WHAT THIS EXERCISE ASKS =>
[A] Answer these questions from the meningitis outbreak report:
(i) How old was the Marion County man who died in July?
(ii) Of the 775 people in Florida who received contaminated injections, how many have health officials identified?
(iii) According to the Centers for Disease Control and Prevention, how many people have died in the outbreak?
[B] Pick up the meningitis outbreak report after its final sentence and continue it.

EXERCISE PASSAGE =>
An 83-year-old Marion County man is the second person in the state to die from a national fungal meningitis outbreak.

Florida Department of Health officials on Thursday said that the man, who was not named due to health privacy laws, developed meningitis after he was injected with one of the contaminated lots of steroid medicine from the New England Compounding Center.

A 70-year old man from Marion County died in July, before the discovery of the contaminated medication.

State Surgeon General and Secretary of Health Dr. John Armstrong says there have been seven cases of meningitis in Florida so far, with the latest person diagnosed identified as a 48-year-old man from Marion County.

Armstrong says health officials have identified 735 of the 775 people in Florida who received contaminated injections.

Federal health officials said they've tracked down more than 90 percent of the roughly 14,000 people who may have received contaminated steroid shots, urging anyone with early symptoms of potentially deadly meningitis to seek help fast.

Of the 170 people sickened in the outbreak, all but one have a rare fungal meningitis, and 14 have died, the Centers for Disease Control and Prevention said Thursday.

ENTRIES SUPPLIED =>
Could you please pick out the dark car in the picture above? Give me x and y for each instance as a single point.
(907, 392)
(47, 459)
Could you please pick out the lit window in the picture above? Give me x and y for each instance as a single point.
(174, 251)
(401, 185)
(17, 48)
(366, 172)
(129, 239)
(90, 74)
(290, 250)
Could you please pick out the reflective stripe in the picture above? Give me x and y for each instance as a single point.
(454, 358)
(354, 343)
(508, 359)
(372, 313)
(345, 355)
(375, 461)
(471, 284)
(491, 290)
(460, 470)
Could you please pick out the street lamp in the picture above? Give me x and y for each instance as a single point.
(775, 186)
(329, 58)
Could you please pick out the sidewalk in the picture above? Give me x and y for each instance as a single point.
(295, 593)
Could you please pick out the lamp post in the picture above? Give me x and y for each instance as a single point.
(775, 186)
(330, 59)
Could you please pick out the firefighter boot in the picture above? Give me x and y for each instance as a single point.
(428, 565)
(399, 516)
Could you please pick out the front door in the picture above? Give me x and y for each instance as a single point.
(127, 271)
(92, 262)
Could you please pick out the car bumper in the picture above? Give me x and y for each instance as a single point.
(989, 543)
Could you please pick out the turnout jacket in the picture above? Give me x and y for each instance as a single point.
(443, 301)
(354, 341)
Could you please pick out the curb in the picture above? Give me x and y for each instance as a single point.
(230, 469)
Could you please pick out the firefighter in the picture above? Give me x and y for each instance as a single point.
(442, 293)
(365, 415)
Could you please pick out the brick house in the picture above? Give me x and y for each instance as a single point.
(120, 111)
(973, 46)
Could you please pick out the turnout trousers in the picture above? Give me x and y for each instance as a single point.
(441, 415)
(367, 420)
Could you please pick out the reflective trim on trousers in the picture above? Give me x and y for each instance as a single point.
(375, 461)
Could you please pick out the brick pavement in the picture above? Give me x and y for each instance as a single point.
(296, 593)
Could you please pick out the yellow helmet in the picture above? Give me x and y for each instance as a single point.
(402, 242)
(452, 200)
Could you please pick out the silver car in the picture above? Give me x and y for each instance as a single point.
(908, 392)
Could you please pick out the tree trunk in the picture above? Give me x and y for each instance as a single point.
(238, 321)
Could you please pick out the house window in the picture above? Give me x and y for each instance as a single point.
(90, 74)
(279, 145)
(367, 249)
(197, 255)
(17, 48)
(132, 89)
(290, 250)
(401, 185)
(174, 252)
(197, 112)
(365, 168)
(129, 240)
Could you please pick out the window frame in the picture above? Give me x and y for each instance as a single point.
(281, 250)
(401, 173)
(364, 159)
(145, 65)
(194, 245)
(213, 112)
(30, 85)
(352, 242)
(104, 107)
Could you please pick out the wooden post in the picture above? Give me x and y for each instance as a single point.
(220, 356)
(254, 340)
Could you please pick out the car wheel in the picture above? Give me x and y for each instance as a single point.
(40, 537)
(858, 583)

RESULTS FOR THE EXERCISE =>
[A]
(i) He was 70 years old.
(ii) Health officials have identified 735 of them.
(iii) Fourteen people have died.

[B]
One person identified by Michigan health officials received the steroid shot in the ankle and has an infection there. While the biggest concern is for people given the shots for back pain, the CDC said people who received the injections in joints should also be alert to signs of localized infection, including redness, pain, swelling and fever.

More than 50 vials of the steroid produced by a specialty pharmacy in Massachusetts, the New England Compounding Center, have been found contaminated with some sort of fungus, said Deborah Autor of the Food and Drug Administration. The investigation is continuing into how the contamination could have occurred.

But a Massachusetts official said Thursday that it appears the company violated state law governing how compounding pharmacies are supposed to work. They are not supposed to do large-scale production like a drug manufacturer, but to produce medication for patient-specific prescriptions, said Dr. Madeleine Biondolillo of the Massachusetts Department of Public Health.

"This organization chose to apparently violate the licensing requirements under which they were allowed to operate," she told reporters Thursday.

The pharmacy has recalled the steroid that was sent to clinics in 23 states, as well as everything else it makes.

Idaho becomes the 11th state to report at least one illness. The others are Florida, Indiana, Maryland, Michigan, Minnesota, New Jersey, North Carolina, Ohio, Tennessee and Virginia.